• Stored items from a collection
- - - -

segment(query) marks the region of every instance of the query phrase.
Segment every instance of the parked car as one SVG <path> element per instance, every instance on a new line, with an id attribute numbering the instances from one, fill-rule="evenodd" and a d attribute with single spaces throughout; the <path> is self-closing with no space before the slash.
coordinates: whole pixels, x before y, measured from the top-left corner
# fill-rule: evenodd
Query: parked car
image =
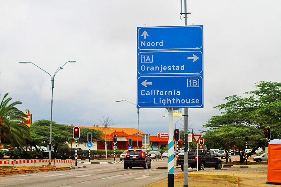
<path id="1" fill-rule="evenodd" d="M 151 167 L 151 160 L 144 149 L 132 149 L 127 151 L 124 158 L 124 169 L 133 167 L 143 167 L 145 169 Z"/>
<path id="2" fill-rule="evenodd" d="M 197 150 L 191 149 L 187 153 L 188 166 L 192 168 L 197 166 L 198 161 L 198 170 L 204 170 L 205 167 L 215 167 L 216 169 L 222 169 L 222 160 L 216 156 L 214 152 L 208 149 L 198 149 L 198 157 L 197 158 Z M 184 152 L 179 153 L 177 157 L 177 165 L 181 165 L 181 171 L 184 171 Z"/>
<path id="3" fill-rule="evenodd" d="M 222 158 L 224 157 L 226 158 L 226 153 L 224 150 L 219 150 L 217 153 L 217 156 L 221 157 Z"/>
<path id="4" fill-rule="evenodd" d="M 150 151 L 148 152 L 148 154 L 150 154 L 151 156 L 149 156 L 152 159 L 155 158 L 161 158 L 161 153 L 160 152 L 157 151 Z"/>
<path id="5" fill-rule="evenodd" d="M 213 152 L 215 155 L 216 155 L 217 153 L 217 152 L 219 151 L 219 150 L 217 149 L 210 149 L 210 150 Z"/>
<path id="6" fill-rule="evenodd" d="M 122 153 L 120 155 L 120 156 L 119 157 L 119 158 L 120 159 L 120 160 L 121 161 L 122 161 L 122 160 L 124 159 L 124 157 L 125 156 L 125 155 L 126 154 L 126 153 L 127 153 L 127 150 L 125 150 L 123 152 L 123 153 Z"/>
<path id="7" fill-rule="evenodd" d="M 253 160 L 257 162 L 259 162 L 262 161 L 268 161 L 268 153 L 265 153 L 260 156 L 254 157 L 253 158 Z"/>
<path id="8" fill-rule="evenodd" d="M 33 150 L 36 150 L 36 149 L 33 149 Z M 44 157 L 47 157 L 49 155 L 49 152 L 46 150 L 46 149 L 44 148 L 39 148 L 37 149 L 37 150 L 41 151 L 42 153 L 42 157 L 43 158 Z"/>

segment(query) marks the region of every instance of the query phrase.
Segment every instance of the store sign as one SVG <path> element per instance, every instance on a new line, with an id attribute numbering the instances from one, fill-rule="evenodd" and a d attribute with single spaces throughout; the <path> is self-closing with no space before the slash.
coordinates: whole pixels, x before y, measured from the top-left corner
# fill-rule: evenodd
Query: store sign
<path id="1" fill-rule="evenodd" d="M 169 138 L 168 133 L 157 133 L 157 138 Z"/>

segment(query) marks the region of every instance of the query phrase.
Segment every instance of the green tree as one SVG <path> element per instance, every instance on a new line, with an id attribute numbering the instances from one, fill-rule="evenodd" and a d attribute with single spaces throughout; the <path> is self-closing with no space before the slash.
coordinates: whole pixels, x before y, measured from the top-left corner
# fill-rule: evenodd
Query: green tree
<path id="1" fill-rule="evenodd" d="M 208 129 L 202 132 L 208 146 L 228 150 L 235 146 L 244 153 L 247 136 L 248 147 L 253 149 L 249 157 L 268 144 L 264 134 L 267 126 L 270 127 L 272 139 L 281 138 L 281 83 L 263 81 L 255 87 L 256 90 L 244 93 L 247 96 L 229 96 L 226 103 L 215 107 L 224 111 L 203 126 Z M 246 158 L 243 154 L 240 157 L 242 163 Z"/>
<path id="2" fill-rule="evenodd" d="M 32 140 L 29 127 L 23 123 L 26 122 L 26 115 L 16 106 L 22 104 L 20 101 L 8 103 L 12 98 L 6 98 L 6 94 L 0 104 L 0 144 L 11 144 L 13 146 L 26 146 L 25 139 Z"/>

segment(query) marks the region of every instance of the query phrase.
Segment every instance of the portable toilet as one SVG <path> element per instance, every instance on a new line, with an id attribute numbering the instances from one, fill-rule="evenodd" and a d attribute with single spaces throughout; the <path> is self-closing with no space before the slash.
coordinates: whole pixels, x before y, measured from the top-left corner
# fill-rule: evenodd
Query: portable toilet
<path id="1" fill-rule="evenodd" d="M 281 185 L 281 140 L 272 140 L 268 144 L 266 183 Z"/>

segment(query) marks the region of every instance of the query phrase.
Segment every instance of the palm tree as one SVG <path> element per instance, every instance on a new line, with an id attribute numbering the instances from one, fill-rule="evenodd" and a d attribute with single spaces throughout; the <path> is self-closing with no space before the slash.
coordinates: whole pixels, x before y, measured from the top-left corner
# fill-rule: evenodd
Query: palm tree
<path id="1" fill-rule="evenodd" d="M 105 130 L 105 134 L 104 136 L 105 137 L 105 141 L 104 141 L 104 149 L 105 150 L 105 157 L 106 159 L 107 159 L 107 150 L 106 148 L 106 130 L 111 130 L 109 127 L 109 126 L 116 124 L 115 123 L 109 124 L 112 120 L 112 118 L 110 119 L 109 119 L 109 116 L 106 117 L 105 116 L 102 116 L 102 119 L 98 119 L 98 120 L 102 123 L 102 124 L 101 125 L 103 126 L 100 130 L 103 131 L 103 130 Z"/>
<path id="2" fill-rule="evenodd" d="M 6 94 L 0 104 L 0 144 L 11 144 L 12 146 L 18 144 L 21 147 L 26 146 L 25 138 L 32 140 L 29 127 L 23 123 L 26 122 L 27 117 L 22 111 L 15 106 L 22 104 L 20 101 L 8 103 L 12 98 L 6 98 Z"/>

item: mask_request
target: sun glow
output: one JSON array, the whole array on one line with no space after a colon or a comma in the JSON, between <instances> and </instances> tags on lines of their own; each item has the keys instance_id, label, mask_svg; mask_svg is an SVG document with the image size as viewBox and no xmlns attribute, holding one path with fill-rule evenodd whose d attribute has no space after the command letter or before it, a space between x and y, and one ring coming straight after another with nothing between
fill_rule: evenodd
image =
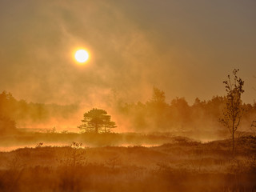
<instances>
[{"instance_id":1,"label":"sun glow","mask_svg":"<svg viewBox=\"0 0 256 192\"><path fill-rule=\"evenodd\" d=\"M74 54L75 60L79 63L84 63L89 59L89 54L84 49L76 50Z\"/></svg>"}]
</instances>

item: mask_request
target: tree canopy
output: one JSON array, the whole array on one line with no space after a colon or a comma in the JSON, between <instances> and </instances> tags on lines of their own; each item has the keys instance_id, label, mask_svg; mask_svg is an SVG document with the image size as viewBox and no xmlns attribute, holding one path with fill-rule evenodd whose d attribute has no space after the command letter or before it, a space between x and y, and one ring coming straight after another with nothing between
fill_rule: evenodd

- - - -

• AIM OF THE EXERCISE
Rewrite all of the records above, swapping every "parked car" for "stationary car" and changing nothing else. Omit the pictures from your answer.

• FULL RESPONSE
segment(query) marks the region of every instance of the query phrase.
Segment every instance of the stationary car as one SVG <path> element per instance, every instance on a new line, with an id attribute numbering the instances from one, fill-rule="evenodd" and a d attribute with single spaces throughout; the <path> is self-closing with no space before the slash.
coordinates: whole pixels, x before y, measured from the top-left corner
# fill-rule: evenodd
Query: stationary car
image =
<path id="1" fill-rule="evenodd" d="M 151 167 L 151 160 L 144 149 L 132 149 L 127 151 L 124 158 L 124 169 L 133 167 L 143 167 L 145 169 Z"/>
<path id="2" fill-rule="evenodd" d="M 197 150 L 191 149 L 187 153 L 188 166 L 192 168 L 197 166 L 198 161 L 198 170 L 204 170 L 205 167 L 215 167 L 216 169 L 222 169 L 222 160 L 216 156 L 214 152 L 208 149 L 198 149 L 198 157 L 197 158 Z M 184 152 L 179 153 L 177 157 L 177 165 L 181 165 L 181 171 L 184 171 Z"/>
<path id="3" fill-rule="evenodd" d="M 222 158 L 224 157 L 226 158 L 226 153 L 224 150 L 219 150 L 217 153 L 217 156 L 221 157 Z"/>
<path id="4" fill-rule="evenodd" d="M 150 151 L 148 152 L 148 154 L 150 154 L 151 156 L 149 156 L 152 159 L 155 158 L 161 158 L 161 153 L 160 152 L 157 151 Z"/>
<path id="5" fill-rule="evenodd" d="M 213 152 L 215 155 L 216 155 L 217 153 L 217 152 L 219 151 L 219 150 L 217 149 L 210 149 L 210 150 Z"/>
<path id="6" fill-rule="evenodd" d="M 122 153 L 120 155 L 120 156 L 119 157 L 119 158 L 120 159 L 120 160 L 121 161 L 122 161 L 122 160 L 124 159 L 124 157 L 125 156 L 125 155 L 126 154 L 126 153 L 127 153 L 127 150 L 125 150 L 123 152 L 123 153 Z"/>
<path id="7" fill-rule="evenodd" d="M 253 160 L 257 162 L 259 162 L 262 161 L 268 161 L 268 153 L 265 153 L 260 156 L 254 157 L 253 158 Z"/>
<path id="8" fill-rule="evenodd" d="M 33 150 L 36 150 L 36 149 L 33 149 Z M 44 157 L 47 157 L 49 155 L 49 152 L 46 150 L 46 149 L 44 148 L 39 148 L 37 149 L 37 150 L 41 151 L 42 153 L 42 157 L 43 158 Z"/>

segment(query) marks the region of every instance of the query phrase.
Segment every instance of the store sign as one SVG <path> element per instance, every instance on a new line, with an id attribute numbering the instances from one, fill-rule="evenodd" and a d attribute with single spaces throughout; the <path> is self-closing with no space before the slash.
coordinates: whole pixels, x before y, measured from the top-left corner
# fill-rule: evenodd
Query: store sign
<path id="1" fill-rule="evenodd" d="M 169 138 L 168 133 L 157 133 L 157 138 Z"/>

segment(query) marks the region of every instance of the query phrase.
Segment every instance of the green tree as one SVG <path> element per instance, every instance on a new line, with an id attribute numbering the instances from one, fill-rule="evenodd" and a d attribute with single spaces throughout; the <path> is self-closing with no space before the slash.
coordinates: whole pixels, x before y, measured from the top-left corner
# fill-rule: evenodd
Query: green tree
<path id="1" fill-rule="evenodd" d="M 208 129 L 202 132 L 208 146 L 228 150 L 235 146 L 244 153 L 247 136 L 248 147 L 253 149 L 249 157 L 268 144 L 264 134 L 267 126 L 270 127 L 272 139 L 281 138 L 281 83 L 263 81 L 255 87 L 256 90 L 244 93 L 247 96 L 229 96 L 226 103 L 215 107 L 224 111 L 203 126 Z M 246 158 L 243 154 L 240 157 L 242 163 Z"/>
<path id="2" fill-rule="evenodd" d="M 32 140 L 29 127 L 23 123 L 26 122 L 26 115 L 16 106 L 22 104 L 20 101 L 8 103 L 12 98 L 6 98 L 6 94 L 0 104 L 0 144 L 11 144 L 13 146 L 26 146 L 25 139 Z"/>

segment(query) marks the region of every instance of the query phrase.
Segment every instance of the portable toilet as one SVG <path> element per instance, every instance on a new line, with an id attribute numbering the instances from one, fill-rule="evenodd" and a d attribute with single spaces throughout; the <path> is self-closing with no space before the slash.
coordinates: whole pixels, x before y, measured from the top-left corner
# fill-rule: evenodd
Query: portable toilet
<path id="1" fill-rule="evenodd" d="M 281 185 L 281 140 L 272 140 L 268 144 L 266 183 Z"/>

segment(query) marks the region of every instance of the query phrase.
Segment every instance of the palm tree as one SVG <path> element per instance, every instance on a new line, with an id attribute numbering the instances from one, fill-rule="evenodd" and a d attribute with single spaces throughout; the <path> is self-closing with no space before the slash.
coordinates: whole pixels, x before y, measured from the top-left corner
# fill-rule: evenodd
Query: palm tree
<path id="1" fill-rule="evenodd" d="M 105 130 L 105 134 L 104 136 L 105 137 L 105 141 L 104 141 L 104 149 L 105 150 L 105 157 L 106 159 L 107 159 L 107 150 L 106 148 L 106 130 L 111 130 L 109 127 L 109 126 L 116 124 L 115 123 L 109 124 L 112 120 L 112 118 L 110 119 L 109 119 L 109 116 L 106 117 L 105 116 L 102 116 L 102 119 L 98 119 L 98 120 L 102 123 L 102 124 L 101 125 L 103 126 L 100 130 L 103 131 L 103 130 Z"/>
<path id="2" fill-rule="evenodd" d="M 6 94 L 0 104 L 0 144 L 11 144 L 12 146 L 18 144 L 21 147 L 26 146 L 25 138 L 32 140 L 29 127 L 23 123 L 26 122 L 27 117 L 22 111 L 15 106 L 22 104 L 20 101 L 8 103 L 12 98 L 6 98 Z"/>

item: mask_request
target: sun glow
output: one JSON array, the whole array on one line with no space after a colon or a comma in the JSON, between <instances> and </instances> tags on lines of their own; each item has the keys instance_id, label, mask_svg; mask_svg is an SVG document with the image size as viewBox and no xmlns attribute, holding one path with fill-rule evenodd whose d attribute has no space after the command letter or before it, a space between x and y, and one ring coming straight after another with nothing between
fill_rule: evenodd
image =
<instances>
[{"instance_id":1,"label":"sun glow","mask_svg":"<svg viewBox=\"0 0 256 192\"><path fill-rule=\"evenodd\" d=\"M74 54L75 60L79 63L84 63L89 59L89 54L84 49L76 50Z\"/></svg>"}]
</instances>

item: mask_request
target: tree canopy
output: one JSON array, the whole array on one line with no space after a colon or a comma in the JSON, between <instances> and </instances> tags on lines of their own; each item has the keys instance_id, label, mask_svg; mask_svg is an SVG document with the image size as viewBox and no xmlns attribute, holding one path with fill-rule evenodd whose d attribute has no space after the command letter or before it, a space between x and y, and one ring coming straight after another with nothing between
fill_rule: evenodd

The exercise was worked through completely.